START Information supplied

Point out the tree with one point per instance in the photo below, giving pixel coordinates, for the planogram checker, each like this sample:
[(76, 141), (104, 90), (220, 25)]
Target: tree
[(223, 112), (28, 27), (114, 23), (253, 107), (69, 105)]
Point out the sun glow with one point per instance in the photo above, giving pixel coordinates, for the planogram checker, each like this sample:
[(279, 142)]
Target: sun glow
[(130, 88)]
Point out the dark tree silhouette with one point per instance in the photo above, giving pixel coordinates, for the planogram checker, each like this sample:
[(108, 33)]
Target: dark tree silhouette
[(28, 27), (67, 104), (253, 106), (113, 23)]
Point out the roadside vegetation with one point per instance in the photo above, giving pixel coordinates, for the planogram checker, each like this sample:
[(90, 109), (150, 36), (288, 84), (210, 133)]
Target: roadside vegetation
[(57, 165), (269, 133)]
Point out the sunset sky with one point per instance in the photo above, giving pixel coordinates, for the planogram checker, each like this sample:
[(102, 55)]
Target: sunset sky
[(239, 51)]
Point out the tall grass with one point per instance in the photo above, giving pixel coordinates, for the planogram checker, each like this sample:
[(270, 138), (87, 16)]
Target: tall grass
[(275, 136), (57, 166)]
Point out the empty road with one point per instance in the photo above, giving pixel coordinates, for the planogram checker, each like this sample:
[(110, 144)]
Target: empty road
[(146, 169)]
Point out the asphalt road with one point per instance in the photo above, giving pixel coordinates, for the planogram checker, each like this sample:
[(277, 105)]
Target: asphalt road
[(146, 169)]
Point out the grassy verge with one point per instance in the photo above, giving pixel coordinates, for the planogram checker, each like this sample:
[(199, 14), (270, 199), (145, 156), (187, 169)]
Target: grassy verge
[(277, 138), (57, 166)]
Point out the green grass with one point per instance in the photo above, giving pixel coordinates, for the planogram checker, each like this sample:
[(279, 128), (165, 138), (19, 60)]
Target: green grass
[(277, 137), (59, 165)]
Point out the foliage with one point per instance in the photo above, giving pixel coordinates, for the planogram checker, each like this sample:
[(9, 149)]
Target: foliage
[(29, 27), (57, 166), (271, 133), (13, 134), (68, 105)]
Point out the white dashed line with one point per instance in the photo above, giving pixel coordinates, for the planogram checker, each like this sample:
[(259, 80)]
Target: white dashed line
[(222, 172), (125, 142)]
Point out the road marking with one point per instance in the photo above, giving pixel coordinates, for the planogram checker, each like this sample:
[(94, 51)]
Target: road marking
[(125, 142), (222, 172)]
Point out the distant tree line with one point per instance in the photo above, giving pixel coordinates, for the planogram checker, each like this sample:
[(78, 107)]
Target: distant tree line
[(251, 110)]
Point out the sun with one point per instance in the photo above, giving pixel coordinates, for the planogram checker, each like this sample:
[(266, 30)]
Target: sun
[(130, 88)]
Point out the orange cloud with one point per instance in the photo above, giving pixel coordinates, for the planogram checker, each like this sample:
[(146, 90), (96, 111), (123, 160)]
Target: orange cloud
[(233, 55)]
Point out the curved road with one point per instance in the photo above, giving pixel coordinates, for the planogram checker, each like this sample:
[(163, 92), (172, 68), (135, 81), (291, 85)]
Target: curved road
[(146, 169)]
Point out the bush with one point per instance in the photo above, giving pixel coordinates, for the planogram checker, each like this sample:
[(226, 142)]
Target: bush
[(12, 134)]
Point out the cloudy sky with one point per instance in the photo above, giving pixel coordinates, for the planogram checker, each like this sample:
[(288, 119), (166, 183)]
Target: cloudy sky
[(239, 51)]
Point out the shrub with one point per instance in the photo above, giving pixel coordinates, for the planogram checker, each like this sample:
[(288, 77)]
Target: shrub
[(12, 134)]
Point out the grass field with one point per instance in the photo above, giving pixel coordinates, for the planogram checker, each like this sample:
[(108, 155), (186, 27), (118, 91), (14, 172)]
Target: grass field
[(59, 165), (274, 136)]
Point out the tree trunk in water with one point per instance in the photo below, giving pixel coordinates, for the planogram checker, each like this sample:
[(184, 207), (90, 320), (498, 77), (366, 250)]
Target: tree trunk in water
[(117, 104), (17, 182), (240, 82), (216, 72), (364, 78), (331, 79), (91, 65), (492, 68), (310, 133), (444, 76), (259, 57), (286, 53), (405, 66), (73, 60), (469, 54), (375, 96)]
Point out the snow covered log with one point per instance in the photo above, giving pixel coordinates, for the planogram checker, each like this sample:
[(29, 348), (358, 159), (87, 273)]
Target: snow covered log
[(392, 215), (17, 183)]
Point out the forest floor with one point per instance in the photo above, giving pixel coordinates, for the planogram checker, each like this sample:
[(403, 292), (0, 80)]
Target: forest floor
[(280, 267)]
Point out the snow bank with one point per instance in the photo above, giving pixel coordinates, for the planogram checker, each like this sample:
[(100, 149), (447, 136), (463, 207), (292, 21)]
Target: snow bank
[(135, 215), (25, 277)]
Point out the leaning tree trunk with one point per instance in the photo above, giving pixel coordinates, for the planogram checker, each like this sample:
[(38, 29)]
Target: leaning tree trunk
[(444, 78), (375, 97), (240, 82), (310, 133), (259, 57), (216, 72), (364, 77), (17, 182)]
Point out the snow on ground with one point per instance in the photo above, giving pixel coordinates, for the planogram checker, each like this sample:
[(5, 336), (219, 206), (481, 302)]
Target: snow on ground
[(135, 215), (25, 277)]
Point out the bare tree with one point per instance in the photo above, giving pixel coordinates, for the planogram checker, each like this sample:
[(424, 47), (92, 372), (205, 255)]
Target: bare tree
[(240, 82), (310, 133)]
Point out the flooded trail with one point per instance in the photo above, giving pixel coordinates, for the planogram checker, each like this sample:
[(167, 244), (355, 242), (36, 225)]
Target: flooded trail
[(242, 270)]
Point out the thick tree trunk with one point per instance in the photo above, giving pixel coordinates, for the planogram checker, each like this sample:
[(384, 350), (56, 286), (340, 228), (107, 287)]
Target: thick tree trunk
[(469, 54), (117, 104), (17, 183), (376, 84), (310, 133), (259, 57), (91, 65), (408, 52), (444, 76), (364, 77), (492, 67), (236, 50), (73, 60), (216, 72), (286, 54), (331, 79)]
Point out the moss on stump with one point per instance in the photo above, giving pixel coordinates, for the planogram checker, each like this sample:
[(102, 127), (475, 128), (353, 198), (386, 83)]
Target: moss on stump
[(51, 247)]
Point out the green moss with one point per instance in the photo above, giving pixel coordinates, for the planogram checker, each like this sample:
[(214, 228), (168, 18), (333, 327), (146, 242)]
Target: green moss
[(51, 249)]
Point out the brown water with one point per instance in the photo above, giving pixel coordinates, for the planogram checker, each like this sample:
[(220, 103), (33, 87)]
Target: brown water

END Information supplied

◆ **Exercise goal**:
Identify all lines in the records above with the word "brown".

◆ **Solution to this task**:
Point out the brown water with one point per instance in the photo above, giving pixel coordinates, for the planogram checker, each like this sample:
Target: brown water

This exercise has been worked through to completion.